***** Given passage *****

Edit: OK, here is another thread that has also made the HN front page with perhaps a more direct or less questionable title:

https://news.ycombinator.com/item?id=22090998

> Boeing's safety vs. cost-control culture may be what sent out fatal aircraft (cbc.ca)

the problem with the max is that it has a tendency to crash. everything else is just a cause or symptom of that problem. If the 777X isn't going to crash, then it doesn't share the same problem.

when planes operate properly, nobody cares what business or engineering practices allowed that.

Why are the causes of that problem not really problems in themselves? Crashing could have multiple different causes; crashing is just a symptom.
They are problems for the people working on solving the crashing. They aren't problems for anybody else.

for passengers, airlines, and anybody other than Boeing, the only problem is the crashing.

Isn’t that a bit like saying the problem in medicine is dying, and other things like heart disease, cancer, etc. aren’t really problems for the patients, as death is the only real problem?
if you had cancer but experienced no symptoms, died in a car crash at age 95, and the cancer wasn't discovered until your autopsy, would you say it was a problem?
Of course it was a problem. If a person has diabetes but then they get shot to death, that doesn't make the diabetes irrelevant.

If 40% of people walking on the earth got cancer today, and it was asymptomatic, it would definitely be a problem, even if nobody saw it as their personal problem in this moment.

*****

* Questions to answer
**a.** Answer these questions from the thread:
(i) Which aircraft does one commenter say would not share the same problem if it isn't going to crash?
(ii) At what age does the person with undiscovered cancer die in the car crash scenario?
(iii) What percentage of people getting asymptomatic cancer is used in the last comment?
**b.** Write out the thread word for word, from "the problem with" to "just a symptom.".
These items come from a separate source, not from the thread.

***** Given records *****

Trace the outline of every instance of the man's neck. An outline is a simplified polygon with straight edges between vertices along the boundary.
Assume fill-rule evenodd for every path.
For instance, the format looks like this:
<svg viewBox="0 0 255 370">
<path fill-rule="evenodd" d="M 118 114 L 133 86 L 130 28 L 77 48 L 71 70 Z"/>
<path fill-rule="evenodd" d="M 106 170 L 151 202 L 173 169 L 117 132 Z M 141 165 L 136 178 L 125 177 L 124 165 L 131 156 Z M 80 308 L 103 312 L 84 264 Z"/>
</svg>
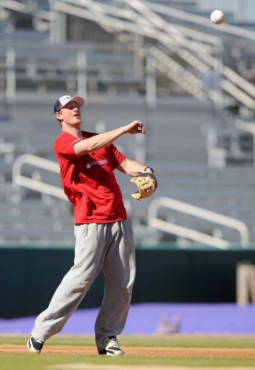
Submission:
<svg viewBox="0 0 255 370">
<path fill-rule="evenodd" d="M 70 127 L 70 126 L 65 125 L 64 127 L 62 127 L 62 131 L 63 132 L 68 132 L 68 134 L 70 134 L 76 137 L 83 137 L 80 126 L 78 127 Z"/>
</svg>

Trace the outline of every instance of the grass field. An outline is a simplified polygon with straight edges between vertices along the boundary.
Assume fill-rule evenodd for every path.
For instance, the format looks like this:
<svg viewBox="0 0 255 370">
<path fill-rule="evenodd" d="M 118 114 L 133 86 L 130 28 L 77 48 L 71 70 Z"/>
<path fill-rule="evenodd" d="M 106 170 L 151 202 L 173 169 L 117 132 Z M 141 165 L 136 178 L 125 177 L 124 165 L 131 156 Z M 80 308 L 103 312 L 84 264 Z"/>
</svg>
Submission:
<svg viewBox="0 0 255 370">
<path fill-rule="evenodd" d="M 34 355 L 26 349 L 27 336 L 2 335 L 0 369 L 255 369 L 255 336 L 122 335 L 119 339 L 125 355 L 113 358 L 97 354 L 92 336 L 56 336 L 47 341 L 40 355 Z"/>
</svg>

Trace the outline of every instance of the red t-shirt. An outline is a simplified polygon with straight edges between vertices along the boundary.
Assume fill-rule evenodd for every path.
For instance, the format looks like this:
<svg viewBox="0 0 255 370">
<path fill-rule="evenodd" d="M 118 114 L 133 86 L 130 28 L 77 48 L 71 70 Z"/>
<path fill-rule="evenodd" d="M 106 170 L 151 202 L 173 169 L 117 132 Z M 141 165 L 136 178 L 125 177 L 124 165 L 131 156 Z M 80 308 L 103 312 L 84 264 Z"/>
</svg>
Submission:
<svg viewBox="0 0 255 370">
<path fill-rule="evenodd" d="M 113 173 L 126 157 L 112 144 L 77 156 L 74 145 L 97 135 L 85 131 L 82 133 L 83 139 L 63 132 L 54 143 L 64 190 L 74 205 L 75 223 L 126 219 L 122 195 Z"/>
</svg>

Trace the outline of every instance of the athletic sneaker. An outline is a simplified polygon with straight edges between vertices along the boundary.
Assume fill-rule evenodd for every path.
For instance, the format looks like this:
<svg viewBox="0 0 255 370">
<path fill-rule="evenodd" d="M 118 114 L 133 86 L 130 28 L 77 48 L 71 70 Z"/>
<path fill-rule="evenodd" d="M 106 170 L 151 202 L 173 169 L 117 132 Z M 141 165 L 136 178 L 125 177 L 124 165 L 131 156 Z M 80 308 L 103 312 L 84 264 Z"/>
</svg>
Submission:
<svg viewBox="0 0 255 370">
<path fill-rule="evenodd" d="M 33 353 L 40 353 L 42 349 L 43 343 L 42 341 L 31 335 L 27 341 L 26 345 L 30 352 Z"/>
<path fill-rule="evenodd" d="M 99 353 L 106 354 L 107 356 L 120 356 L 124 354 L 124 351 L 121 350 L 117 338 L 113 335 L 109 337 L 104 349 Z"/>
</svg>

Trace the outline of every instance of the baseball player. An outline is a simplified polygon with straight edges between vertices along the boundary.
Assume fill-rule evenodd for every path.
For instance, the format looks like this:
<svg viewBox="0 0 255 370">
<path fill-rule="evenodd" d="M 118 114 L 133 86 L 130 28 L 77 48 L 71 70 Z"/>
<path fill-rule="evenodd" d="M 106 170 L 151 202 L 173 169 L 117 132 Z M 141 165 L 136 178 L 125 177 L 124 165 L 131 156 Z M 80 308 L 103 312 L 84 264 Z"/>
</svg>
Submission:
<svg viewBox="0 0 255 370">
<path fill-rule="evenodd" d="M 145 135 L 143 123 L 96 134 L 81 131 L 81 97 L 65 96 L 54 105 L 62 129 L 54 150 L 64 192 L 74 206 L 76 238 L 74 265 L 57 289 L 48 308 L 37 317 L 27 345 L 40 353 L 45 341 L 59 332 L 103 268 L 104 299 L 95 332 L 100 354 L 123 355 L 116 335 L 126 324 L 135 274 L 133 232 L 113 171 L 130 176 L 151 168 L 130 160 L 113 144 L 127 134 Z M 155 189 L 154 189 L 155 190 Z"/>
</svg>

*****

* Answers to each task
**a.**
(i) The 777X
(ii) 95
(iii) 40%

**b.**
the problem with the max is that it has a tendency to crash. everything else is just a cause or symptom of that problem. If the 777X isn't going to crash, then it doesn't share the same problem.

when planes operate properly, nobody cares what business or engineering practices allowed that.

Why are the causes of that problem not really problems in themselves? Crashing could have multiple different causes; crashing is just a symptom.